Please copy out the items starting at the line containing "Tag the yellow" and ending at the line containing "[(247, 176)]", changing "pin" to "marker" and leaving everything else the same.

==================================================

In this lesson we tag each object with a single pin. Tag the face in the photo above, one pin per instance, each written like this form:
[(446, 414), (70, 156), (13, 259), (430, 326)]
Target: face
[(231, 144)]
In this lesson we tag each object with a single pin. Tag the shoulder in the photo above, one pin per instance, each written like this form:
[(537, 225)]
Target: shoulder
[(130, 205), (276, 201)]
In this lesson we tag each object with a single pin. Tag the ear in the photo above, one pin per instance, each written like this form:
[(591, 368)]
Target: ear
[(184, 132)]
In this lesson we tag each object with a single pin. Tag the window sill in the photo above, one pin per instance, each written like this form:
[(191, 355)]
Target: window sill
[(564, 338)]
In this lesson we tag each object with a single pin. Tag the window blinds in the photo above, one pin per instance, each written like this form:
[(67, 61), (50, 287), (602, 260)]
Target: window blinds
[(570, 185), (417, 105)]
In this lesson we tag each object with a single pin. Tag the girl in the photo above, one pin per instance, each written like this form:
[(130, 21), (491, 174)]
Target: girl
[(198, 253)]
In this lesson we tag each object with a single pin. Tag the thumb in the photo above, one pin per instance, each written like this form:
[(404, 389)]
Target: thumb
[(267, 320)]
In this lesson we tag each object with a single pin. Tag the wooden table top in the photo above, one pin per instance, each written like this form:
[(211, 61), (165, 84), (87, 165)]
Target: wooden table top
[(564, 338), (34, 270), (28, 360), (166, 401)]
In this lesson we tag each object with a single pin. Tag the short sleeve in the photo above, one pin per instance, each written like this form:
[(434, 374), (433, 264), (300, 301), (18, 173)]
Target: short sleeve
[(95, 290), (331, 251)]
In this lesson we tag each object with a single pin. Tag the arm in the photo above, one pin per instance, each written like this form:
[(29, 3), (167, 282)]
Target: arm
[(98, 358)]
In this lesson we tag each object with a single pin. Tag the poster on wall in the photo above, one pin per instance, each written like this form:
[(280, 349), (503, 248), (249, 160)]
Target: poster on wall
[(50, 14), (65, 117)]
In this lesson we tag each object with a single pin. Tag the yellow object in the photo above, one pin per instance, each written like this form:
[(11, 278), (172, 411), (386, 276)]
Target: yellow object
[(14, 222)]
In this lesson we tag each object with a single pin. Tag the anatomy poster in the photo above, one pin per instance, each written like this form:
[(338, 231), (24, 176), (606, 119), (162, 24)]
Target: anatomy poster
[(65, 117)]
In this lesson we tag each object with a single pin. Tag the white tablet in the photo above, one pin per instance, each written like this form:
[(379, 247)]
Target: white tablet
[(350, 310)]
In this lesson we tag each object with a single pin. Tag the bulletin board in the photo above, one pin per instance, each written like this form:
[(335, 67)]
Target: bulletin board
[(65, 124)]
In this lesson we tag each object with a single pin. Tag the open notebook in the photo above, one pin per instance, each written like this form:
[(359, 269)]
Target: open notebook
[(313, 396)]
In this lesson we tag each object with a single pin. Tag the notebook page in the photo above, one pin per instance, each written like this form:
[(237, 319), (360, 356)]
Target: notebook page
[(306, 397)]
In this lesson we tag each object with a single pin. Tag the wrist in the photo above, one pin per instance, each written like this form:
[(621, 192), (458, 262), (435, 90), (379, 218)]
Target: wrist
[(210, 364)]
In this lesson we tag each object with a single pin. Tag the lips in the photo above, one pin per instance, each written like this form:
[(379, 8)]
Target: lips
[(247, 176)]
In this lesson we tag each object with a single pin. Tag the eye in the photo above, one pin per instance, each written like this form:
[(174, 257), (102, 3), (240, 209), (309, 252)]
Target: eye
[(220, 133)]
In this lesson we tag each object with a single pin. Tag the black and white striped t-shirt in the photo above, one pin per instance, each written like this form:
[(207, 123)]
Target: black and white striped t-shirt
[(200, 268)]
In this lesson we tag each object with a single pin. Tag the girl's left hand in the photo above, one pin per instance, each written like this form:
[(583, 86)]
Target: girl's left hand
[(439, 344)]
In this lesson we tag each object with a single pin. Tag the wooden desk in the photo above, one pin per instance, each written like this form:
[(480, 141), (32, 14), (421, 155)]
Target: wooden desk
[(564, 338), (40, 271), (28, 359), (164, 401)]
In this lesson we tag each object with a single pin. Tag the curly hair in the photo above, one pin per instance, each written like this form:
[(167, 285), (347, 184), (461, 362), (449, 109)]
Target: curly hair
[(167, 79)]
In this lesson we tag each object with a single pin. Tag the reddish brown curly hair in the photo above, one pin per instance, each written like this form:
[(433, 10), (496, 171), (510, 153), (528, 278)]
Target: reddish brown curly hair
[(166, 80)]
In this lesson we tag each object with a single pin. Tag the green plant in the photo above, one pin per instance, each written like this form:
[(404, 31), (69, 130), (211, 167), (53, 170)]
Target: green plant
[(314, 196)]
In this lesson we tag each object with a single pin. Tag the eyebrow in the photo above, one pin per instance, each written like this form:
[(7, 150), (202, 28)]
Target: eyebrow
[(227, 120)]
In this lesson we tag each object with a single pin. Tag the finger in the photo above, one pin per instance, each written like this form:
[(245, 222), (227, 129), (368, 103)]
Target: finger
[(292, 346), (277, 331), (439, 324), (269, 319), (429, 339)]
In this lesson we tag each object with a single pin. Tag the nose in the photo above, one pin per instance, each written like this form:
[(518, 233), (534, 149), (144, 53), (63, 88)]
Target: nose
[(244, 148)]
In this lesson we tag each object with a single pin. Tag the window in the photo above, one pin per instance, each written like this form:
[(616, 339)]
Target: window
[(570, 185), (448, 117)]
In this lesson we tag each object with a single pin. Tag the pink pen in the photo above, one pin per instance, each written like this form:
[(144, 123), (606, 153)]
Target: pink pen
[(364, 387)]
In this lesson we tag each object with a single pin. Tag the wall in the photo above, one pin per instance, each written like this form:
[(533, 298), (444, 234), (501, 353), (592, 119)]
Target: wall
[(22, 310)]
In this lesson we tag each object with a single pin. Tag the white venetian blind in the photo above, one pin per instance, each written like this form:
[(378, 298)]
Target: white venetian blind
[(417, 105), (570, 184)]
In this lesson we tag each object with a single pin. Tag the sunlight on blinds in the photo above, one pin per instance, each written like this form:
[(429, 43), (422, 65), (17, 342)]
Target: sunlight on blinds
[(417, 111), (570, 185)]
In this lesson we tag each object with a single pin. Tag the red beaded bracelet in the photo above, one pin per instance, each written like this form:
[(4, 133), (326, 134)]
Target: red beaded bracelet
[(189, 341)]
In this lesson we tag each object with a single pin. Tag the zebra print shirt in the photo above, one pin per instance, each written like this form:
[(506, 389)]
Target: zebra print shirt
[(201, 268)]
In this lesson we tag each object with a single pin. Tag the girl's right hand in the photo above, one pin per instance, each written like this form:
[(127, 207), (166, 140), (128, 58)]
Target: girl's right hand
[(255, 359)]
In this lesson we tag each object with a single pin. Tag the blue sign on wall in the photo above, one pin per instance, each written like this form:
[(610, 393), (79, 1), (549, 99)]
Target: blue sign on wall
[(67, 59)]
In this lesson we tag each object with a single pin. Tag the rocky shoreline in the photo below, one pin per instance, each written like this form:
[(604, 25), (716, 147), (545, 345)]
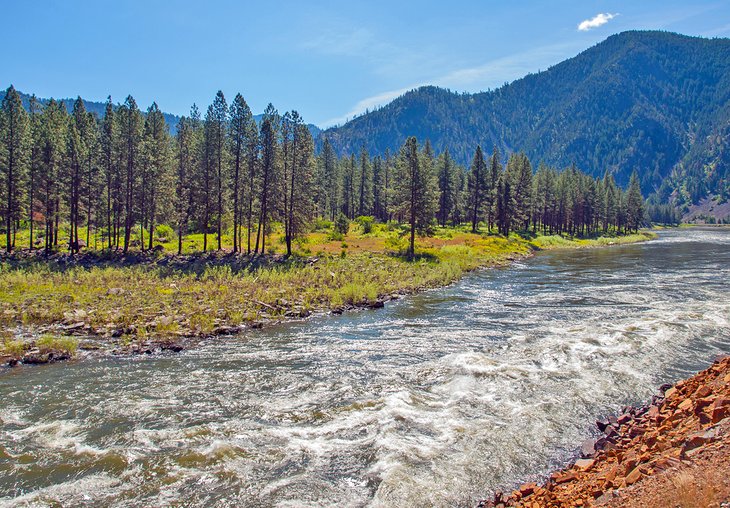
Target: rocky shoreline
[(93, 341), (672, 451), (91, 344)]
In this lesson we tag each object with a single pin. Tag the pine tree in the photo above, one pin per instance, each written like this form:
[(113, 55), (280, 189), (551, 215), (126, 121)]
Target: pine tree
[(495, 171), (108, 141), (35, 164), (634, 204), (157, 155), (131, 124), (348, 186), (270, 126), (184, 184), (447, 195), (240, 131), (365, 185), (330, 181), (519, 173), (415, 197), (476, 184), (53, 148), (298, 153), (13, 148)]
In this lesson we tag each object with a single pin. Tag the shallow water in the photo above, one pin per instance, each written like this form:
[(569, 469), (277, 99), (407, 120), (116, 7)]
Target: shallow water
[(435, 400)]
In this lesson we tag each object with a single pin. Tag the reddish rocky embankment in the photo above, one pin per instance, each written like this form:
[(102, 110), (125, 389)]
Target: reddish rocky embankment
[(671, 452)]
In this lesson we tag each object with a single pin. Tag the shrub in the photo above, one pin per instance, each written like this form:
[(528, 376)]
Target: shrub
[(164, 233), (323, 225), (14, 348), (366, 223), (342, 224), (52, 343)]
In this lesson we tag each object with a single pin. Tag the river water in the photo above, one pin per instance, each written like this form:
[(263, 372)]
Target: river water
[(435, 400)]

==================================================

__Exercise solution__.
In this lesson we tag each object with a single marker. Tag the yellow object in the photo above, one marker per instance, each written like this form:
[(11, 278), (172, 411), (386, 276)]
Target: yellow object
[(14, 222)]
In this lesson we tag each object with a single marker. Tag the anatomy poster in the photo above, one marker per instance, each written like this form:
[(338, 231), (24, 176), (606, 119), (162, 24)]
Target: anatomy poster
[(65, 117)]
In this lesson we tag each object with a single marker. Tag the white tablet in the photo above, one marker per instance, each written like this form:
[(379, 247)]
Target: white tablet
[(350, 310)]
In this lesson we tag each object with a single marker. Tag the bulletin board in the photo above, one marker per instance, each written like this form:
[(335, 67)]
Target: bulletin board
[(65, 124)]
In this lesson we tag each object with a single marker. Tag the open notebook in the photo above, one marker per instance, each written like this form:
[(359, 269)]
Target: open notebook
[(313, 396)]
In this lesson we tag each object with a single marker. Tag the notebook page in the photo above, one marker per instance, each written like this form:
[(237, 319), (360, 356)]
Target: notebook page
[(306, 397)]
In this lesson we tag each object with a single marker. Tag the wrist in the photo above, one marker per instance, each written like this form:
[(621, 192), (458, 262), (435, 90), (379, 218)]
Target: wrist
[(210, 364)]
In this lesson we tag each object with a single marker. Tag the lips in the photo above, one marker per instance, each written like this form:
[(379, 8)]
Target: lips
[(247, 176)]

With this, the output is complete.